◆ OBJECTIVE 1 ◆
According to the album article, at which studio was Mirakle recorded?

◆ SOURCE PASSAGE ◆

Studio album by Derek Bailey, Jamaaladeen Tacuma, and Calvin Weston
- Released: 2000
- Recorded: November 29, 1999
- Studios: Orange Music, West Orange, New Jersey
- Genres: Free improvisation, free funk
- Length: 1:10:45
- Labels: Tzadik TZ 7603

Derek Bailey chronology
| String Theory (2000) | Mirakle (2000) | Songs (2000) |

= Mirakle =

Mirakle is an album by guitarist Derek Bailey, electric bassist Jamaaladeen Tacuma, and drummer Calvin Weston. It was recorded on November 29, 1999, at Orange Music in West Orange, New Jersey, and was released in 2000 by Tzadik Records as part of their Key Series.

==Reception==

In a review for AllMusic, Sean Westergaard wrote: "No one compromises their individual sound or strengths, but each is a good enough listener and improviser to make things happen as a group. Weston and Tacuma lay it down super funky, while Derek Bailey does his thing over the top, and it works! Who says the avant-garde can't be a rocking good time?"

◆ Records from an annotation dataset ◆
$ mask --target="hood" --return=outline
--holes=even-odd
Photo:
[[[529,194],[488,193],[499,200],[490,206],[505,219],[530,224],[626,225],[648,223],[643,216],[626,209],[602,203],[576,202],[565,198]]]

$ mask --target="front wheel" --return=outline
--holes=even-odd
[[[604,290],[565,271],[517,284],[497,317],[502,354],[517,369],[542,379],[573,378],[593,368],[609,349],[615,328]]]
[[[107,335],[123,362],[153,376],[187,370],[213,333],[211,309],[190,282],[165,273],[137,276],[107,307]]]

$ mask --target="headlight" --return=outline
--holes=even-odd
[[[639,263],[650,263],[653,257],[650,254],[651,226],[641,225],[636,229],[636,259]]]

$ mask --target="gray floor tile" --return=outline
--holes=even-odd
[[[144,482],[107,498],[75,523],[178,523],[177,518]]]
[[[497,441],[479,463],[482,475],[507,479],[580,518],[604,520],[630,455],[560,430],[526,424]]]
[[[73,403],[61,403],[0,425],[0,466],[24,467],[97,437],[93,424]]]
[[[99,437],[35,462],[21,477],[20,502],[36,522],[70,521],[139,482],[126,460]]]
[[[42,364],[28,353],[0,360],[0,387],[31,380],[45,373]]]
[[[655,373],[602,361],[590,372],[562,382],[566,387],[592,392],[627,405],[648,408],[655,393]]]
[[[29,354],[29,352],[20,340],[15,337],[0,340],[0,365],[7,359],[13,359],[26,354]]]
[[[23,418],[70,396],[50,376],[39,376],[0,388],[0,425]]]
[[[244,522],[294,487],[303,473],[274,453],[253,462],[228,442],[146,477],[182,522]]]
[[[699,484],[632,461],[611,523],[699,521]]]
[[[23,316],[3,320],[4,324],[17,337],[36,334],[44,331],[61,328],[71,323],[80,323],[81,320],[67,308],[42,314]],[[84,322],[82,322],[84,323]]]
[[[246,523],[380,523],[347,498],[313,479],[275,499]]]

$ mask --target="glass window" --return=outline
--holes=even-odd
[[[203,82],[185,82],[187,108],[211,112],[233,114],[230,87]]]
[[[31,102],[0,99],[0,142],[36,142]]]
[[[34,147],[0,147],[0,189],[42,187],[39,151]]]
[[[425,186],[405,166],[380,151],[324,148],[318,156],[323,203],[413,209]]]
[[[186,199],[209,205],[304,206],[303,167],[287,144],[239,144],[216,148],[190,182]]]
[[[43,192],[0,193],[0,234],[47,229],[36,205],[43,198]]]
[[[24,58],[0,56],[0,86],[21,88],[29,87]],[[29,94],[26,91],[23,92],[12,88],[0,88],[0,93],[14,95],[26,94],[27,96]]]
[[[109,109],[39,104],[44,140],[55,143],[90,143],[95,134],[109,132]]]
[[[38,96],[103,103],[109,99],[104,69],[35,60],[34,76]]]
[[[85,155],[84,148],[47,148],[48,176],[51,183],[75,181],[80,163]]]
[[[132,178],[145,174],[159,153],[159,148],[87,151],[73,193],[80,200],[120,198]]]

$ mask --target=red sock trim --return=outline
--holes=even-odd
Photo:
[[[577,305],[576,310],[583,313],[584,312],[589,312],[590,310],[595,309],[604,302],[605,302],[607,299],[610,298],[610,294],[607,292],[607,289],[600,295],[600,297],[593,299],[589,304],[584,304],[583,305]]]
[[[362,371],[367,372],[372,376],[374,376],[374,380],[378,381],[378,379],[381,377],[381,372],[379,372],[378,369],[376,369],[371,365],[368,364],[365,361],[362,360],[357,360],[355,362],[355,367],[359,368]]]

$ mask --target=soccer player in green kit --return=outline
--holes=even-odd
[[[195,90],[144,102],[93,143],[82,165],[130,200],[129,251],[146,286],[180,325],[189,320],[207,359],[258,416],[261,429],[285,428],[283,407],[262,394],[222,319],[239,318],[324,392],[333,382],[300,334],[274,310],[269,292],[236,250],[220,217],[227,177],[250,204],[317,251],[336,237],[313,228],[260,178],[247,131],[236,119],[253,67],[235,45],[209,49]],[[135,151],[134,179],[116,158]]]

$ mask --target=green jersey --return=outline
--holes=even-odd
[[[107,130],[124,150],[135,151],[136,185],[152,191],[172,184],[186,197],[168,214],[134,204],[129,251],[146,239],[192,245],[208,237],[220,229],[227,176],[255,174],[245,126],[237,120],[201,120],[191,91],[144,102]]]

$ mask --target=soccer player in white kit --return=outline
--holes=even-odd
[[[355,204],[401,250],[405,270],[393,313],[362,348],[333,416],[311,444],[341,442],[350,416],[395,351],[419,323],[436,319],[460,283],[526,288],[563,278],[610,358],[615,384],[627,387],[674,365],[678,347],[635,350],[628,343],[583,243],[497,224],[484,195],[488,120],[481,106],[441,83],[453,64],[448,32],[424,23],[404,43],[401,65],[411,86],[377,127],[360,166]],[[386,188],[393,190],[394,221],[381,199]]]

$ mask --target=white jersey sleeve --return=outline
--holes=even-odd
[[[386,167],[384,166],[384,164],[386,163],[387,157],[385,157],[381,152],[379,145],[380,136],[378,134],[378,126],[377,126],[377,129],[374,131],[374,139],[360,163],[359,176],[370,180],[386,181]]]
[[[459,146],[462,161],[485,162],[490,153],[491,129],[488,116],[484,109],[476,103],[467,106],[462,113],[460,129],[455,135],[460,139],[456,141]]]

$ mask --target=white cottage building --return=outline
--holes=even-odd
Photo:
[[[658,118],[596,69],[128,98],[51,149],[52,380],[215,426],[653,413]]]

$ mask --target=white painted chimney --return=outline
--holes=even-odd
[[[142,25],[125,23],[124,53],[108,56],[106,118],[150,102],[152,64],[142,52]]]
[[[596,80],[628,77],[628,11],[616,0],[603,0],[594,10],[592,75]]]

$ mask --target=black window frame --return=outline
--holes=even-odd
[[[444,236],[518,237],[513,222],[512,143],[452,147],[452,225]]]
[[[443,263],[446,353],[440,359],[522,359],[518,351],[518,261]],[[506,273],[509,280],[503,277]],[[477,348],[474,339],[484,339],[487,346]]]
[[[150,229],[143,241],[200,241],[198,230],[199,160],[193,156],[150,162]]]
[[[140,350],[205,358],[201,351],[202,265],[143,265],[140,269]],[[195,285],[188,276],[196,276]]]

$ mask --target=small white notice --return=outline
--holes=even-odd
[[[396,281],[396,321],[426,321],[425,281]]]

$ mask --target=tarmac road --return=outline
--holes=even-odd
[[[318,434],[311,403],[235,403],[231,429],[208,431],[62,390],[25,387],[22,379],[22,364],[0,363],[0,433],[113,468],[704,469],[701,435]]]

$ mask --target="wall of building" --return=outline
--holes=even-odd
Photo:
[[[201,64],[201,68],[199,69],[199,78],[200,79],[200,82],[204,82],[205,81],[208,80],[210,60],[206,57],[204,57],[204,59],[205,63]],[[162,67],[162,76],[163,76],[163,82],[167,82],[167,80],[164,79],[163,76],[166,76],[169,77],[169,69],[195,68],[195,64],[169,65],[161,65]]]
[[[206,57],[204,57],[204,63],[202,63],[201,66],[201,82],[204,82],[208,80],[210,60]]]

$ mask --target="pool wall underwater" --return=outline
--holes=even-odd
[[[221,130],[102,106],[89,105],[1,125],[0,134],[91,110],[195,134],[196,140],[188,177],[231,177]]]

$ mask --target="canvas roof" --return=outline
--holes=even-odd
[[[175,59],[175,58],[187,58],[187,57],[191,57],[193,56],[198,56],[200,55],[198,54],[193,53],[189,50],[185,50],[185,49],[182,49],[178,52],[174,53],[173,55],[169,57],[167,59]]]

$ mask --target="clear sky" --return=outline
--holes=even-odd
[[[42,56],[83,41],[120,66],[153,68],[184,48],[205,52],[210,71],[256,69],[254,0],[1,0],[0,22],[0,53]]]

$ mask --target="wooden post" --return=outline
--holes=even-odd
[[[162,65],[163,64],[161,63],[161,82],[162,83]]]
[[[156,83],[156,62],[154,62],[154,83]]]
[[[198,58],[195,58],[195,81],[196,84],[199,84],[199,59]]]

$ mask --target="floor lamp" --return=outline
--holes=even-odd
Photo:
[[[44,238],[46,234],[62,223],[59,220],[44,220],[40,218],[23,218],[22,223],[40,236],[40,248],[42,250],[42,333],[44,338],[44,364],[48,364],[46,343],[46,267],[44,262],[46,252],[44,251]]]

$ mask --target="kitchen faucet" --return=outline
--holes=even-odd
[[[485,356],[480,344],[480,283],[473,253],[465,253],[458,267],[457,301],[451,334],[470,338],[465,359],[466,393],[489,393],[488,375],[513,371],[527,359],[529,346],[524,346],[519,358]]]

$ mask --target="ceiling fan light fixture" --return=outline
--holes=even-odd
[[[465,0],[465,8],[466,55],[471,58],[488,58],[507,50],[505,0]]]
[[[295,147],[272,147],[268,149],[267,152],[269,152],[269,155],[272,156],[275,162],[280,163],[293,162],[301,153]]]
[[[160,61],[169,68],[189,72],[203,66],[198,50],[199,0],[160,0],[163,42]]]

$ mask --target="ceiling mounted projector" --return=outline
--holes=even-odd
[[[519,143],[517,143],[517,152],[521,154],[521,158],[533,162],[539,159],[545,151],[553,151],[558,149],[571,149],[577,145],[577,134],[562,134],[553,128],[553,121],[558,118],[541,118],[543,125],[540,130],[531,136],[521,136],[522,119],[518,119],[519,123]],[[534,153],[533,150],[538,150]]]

◆ OBJECTIVE 2 ◆
In the rows, retype everything from the line containing "cottage building --return=outline" down to the line containing "[[[596,80],[628,77],[628,11],[616,0],[603,0],[594,10],[592,75]]]", both included, reproducing each character without change.

◆ EXERCISE OUTPUT 1 ◆
Orange Music in West Orange, New Jersey.

◆ EXERCISE OUTPUT 2 ◆
$ mask --target=white cottage building --return=outline
--holes=even-odd
Photo:
[[[658,118],[596,69],[128,98],[51,149],[52,380],[215,426],[653,413]]]

$ mask --target=white painted chimney --return=outline
--holes=even-odd
[[[142,25],[125,23],[124,53],[108,56],[106,118],[150,102],[152,64],[142,52]]]
[[[596,80],[628,77],[628,11],[616,0],[603,0],[594,10],[592,75]]]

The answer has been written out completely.